▶ [Halaman]
+++
Polisi ”Mbudaya”
Institusi Kepolisian RI dalam pola gerak aktivitasnya wajib mengedepankan segala sesuatu yang bersifat budaya. Dan polisi yang berbudaya harus mengedepankan sikap menjadi pelayan masyarakat.
”Apakah ada hal-hal yang bisa disampaikan sebagai masukan kepada kami agar dapat diperbaiki pada masa mendatang?” tanya Kapolri Jenderal (Pol) Listyo Sigit Prabowo.
Pertanyaan Jenderal Listyo Sigit Prabowo disampaikan kepada penulis dalam acara dialog Bhayangkara Mural Festival Piala Kapolri 2021. Dialog terbuka secara daring itu diselenggarakan di Mabes Polri, Jakarta, pada 30 Oktober lalu.
Untuk menjawab pertanyaan Kapolri, penulis sampaikan usulan dan pemikiran kritis agar polisi Indonesia di bawah kepemimpinan Kapolri Jenderal Listyo Sigit Prabowo menjadi polisi yang mbudaya (polisi yang berbudaya).
Artinya, institusi Kepolisian RI dalam pola gerak aktivitasnya wajib mengedepankan segala sesuatu yang bersifat budaya. Hal itu selaras dengan catatan cerdas KBBI. Diksi berbudaya direkatkan tafsir: institusi Polri harus mempunyai budaya. Selain itu, institusi Polri wajib mempunyai pikiran dan akal yang sudah maju selaras dengan perkembangan zamannya.
Baca juga : Arsip Opini Satjipto Rahardjo, ”Polisi Masa Mendatang”
Sebagai polisi yang mbudaya, institusi Polri perlu belajar lebih dalam perihal budaya visual, semiotika, dan komunikasi publik. Mengapa demikian? Karena pada era budaya layar yang berkembang sekarang ini, rakyat Indonesia hidup di dalam dua jagat sekaligus. Mereka hidup di jagat raya, sekaligus jagat maya. Celakanya, sebagian besar rakyat Indonesia menjalankan kehidupannya sekaligus di dalam dua jagat ini. Yang lebih mengerikan, mereka menyamakan realitas semu di jagat maya dengan realitas sosial di jagat raya.
Atas dasar karakter baru rakyat Indonesia yang hidup di dua jagat sekaligus, institusi Polri wajib memiliki sekaligus menguasai teori budaya visual, semiotika, dan komunikasi publik. Pemahaman referensi tersebut ujungnya dapat dijadikan senjata baru yang harus dimiliki institusi Polri.
Ketika Polri mem-branding dirinya menjadi polisi yang mbudaya adalah manakala polisi memiliki bekal referensi budaya visual, semiotika, dan komunikasi publik yang cukup. Di titik ini, polisi yang mbudaya tidak akan pernah mati gaya saat menjalankan proses komunikasi publik di ruang publik nyata ataupun di ruang publik virtual.
+++
▶ [Baris Data]

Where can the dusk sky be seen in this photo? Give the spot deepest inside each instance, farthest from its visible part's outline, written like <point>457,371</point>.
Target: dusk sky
+++
▶ [Petunjuk Tugas]
Ubahlah bagian halaman dari "Pertanyaan Jenderal Listyo" sampai "dengan perkembangan zamannya." dengan mengganti "usulan" menjadi "saran", lalu tuliskan hasilnya.

▶ [Jawaban Latihan]
Pertanyaan Jenderal Listyo Sigit Prabowo disampaikan kepada penulis dalam acara dialog Bhayangkara Mural Festival Piala Kapolri 2021. Dialog terbuka secara daring itu diselenggarakan di Mabes Polri, Jakarta, pada 30 Oktober lalu.
Untuk menjawab pertanyaan Kapolri, penulis sampaikan saran dan pemikiran kritis agar polisi Indonesia di bawah kepemimpinan Kapolri Jenderal Listyo Sigit Prabowo menjadi polisi yang mbudaya (polisi yang berbudaya).
Artinya, institusi Kepolisian RI dalam pola gerak aktivitasnya wajib mengedepankan segala sesuatu yang bersifat budaya. Hal itu selaras dengan catatan cerdas KBBI. Diksi berbudaya direkatkan tafsir: institusi Polri harus mempunyai budaya. Selain itu, institusi Polri wajib mempunyai pikiran dan akal yang sudah maju selaras dengan perkembangan zamannya.